Excerpt to read:

* * * * * * * * *

U.S. Secretary of the Interior Ryan Zinke’s sage grouse review team submitted its report Monday, which says, among other things, that “further work is needed to evaluate captive breeding.” The report, the cover letter from the Bureau of Land Management to the Secretary, and the memo from Secretary Zinke to Deputy Secretary David Bernhardt are available here — Ed.
On June 8, Ryan Zinke, the Trump administration’s new secretary of the Interior, issued an order calling for a 60-day review of the sage-grouse management plan. Among other areas of interest, Zinke’s order singled out captive breeding of sage grouse as a possible way to “maintain and improve the current population.”

The community of wildlife professionals is nearly unanimous in its opinion that captive breeding of greater sage grouse is a bad idea. Hard experience with a number of captive breeding programs lends weight to this view. Perhaps the best example of the pitfalls that plague captive breeding and reintroduction is the Attwater’s prairie chicken.
Before settlement, populations of this subspecies of the greater prairie chicken may have been as high as 120,000 birds. By 1990, there were only 470 left in the wild. Faced with this precipitous decline, wildlife managers began a captive breeding effort in 1992 as the population continued to drop. By 1996, the first year captive-bred birds were released to the wild, the population had declined to 42 birds.
The infusion of birds from the breeding program helped stabilize the population. In 2016, the count hit a modern high of 130 birds in the wild, but that spring, a major flood hit and swamped the remaining chicken habitat in coastal Texas. The 2017 count was back to 42 birds.
They would be gone…
The Attwater’s would almost certainly be extinct if it hadn’t been for captive breeding, but it’s also clear that 25 years of captive breeding and introduction of pen-reared birds have not been enough to move the Attwater’s prairie chicken out of danger — 42 birds in 1996; 42 birds in 2017. Right back where they started. Beyond the environmental shocks that have set back the recovery, there are indications that the captive-reared birds are not well equipped to survive in the wild — they may have weaker immune systems and be more vulnerable to predators than their wild brethren.

* * * * * * * * *

Data excerpt:
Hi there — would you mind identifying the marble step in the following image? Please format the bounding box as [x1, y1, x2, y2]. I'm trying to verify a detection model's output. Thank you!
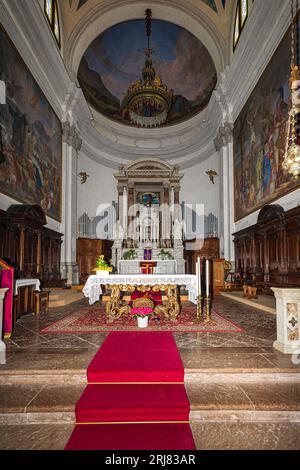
[49, 290, 84, 308]
[0, 382, 300, 425]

* * * * * * * * *

The problem: Extract the full text about captive breeding of sage grouse and the Attwater's prairie chicken, reproducing it word for word. The material has no connection to the text on sage grouse and prairie chickens.

Written reply:
U.S. Secretary of the Interior Ryan Zinke’s sage grouse review team submitted its report Monday, which says, among other things, that “further work is needed to evaluate captive breeding.” The report, the cover letter from the Bureau of Land Management to the Secretary, and the memo from Secretary Zinke to Deputy Secretary David Bernhardt are available here — Ed.
On June 8, Ryan Zinke, the Trump administration’s new secretary of the Interior, issued an order calling for a 60-day review of the sage-grouse management plan. Among other areas of interest, Zinke’s order singled out captive breeding of sage grouse as a possible way to “maintain and improve the current population.”

The community of wildlife professionals is nearly unanimous in its opinion that captive breeding of greater sage grouse is a bad idea. Hard experience with a number of captive breeding programs lends weight to this view. Perhaps the best example of the pitfalls that plague captive breeding and reintroduction is the Attwater’s prairie chicken.
Before settlement, populations of this subspecies of the greater prairie chicken may have been as high as 120,000 birds. By 1990, there were only 470 left in the wild. Faced with this precipitous decline, wildlife managers began a captive breeding effort in 1992 as the population continued to drop. By 1996, the first year captive-bred birds were released to the wild, the population had declined to 42 birds.
The infusion of birds from the breeding program helped stabilize the population. In 2016, the count hit a modern high of 130 birds in the wild, but that spring, a major flood hit and swamped the remaining chicken habitat in coastal Texas. The 2017 count was back to 42 birds.
They would be gone…
The Attwater’s would almost certainly be extinct if it hadn’t been for captive breeding, but it’s also clear that 25 years of captive breeding and introduction of pen-reared birds have not been enough to move the Attwater’s prairie chicken out of danger — 42 birds in 1996; 42 birds in 2017. Right back where they started. Beyond the environmental shocks that have set back the recovery, there are indications that the captive-reared birds are not well equipped to survive in the wild — they may have weaker immune systems and be more vulnerable to predators than their wild brethren.